▸ **Recorded data**:

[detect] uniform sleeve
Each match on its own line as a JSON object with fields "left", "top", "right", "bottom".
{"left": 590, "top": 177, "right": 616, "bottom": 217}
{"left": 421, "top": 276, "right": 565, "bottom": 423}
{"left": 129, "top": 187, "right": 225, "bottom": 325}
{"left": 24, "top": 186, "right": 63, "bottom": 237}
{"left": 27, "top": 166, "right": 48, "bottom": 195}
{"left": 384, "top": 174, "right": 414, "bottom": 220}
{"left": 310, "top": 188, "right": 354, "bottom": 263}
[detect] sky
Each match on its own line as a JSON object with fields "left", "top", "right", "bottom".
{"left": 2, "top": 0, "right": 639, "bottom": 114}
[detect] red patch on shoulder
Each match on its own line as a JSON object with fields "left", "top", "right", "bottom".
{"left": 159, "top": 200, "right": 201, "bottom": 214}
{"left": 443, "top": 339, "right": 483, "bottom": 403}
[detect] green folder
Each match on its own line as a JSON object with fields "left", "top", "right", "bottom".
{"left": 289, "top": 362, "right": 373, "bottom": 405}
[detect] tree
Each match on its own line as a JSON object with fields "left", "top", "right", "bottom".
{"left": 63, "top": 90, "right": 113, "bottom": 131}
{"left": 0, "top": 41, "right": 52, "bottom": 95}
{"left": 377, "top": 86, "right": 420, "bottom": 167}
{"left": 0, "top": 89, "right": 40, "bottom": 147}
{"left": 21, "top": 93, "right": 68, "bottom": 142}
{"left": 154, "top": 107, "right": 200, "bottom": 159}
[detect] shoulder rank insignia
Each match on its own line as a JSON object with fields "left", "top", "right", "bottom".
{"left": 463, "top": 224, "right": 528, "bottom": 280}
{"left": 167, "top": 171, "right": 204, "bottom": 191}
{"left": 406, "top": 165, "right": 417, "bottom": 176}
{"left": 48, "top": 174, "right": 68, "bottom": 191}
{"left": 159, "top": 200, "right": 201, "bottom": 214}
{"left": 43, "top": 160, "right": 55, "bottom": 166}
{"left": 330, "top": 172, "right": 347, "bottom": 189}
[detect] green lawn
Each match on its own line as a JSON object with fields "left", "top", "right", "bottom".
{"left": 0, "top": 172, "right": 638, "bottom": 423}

▸ **Your goal**:
Your answer must be an exact transcription of every record above.

▸ **Output below**:
[detect] uniform sleeve
Each match on its own line as a JSON object with fields "left", "top", "right", "bottom".
{"left": 590, "top": 177, "right": 616, "bottom": 217}
{"left": 421, "top": 276, "right": 565, "bottom": 423}
{"left": 129, "top": 187, "right": 225, "bottom": 325}
{"left": 24, "top": 186, "right": 63, "bottom": 237}
{"left": 27, "top": 166, "right": 48, "bottom": 195}
{"left": 384, "top": 174, "right": 414, "bottom": 220}
{"left": 310, "top": 188, "right": 354, "bottom": 263}
[detect] sky
Each match on its own line as a JSON object with fields "left", "top", "right", "bottom".
{"left": 2, "top": 0, "right": 639, "bottom": 114}
[detect] red patch on shoulder
Each match on its own line as a JSON object with fields "left", "top", "right", "bottom".
{"left": 159, "top": 200, "right": 201, "bottom": 214}
{"left": 443, "top": 339, "right": 483, "bottom": 403}
[detect] green folder
Each match on its own line as a JSON object with fields "left", "top", "right", "bottom".
{"left": 289, "top": 362, "right": 373, "bottom": 405}
[detect] tree
Each match on its own line as a JSON object with fields "left", "top", "right", "bottom".
{"left": 63, "top": 90, "right": 113, "bottom": 131}
{"left": 0, "top": 41, "right": 52, "bottom": 95}
{"left": 377, "top": 86, "right": 420, "bottom": 167}
{"left": 0, "top": 89, "right": 40, "bottom": 147}
{"left": 21, "top": 93, "right": 68, "bottom": 142}
{"left": 154, "top": 107, "right": 200, "bottom": 159}
[detect] shoulder rank insignia
Each match on its own line as a JSON object with fields "left", "top", "right", "bottom".
{"left": 463, "top": 224, "right": 528, "bottom": 280}
{"left": 167, "top": 171, "right": 204, "bottom": 191}
{"left": 406, "top": 165, "right": 417, "bottom": 176}
{"left": 48, "top": 174, "right": 68, "bottom": 191}
{"left": 159, "top": 200, "right": 201, "bottom": 214}
{"left": 43, "top": 160, "right": 55, "bottom": 166}
{"left": 330, "top": 172, "right": 347, "bottom": 189}
[detect] green lawn
Each match on its own line as a JSON object with fields "left", "top", "right", "bottom".
{"left": 0, "top": 172, "right": 638, "bottom": 423}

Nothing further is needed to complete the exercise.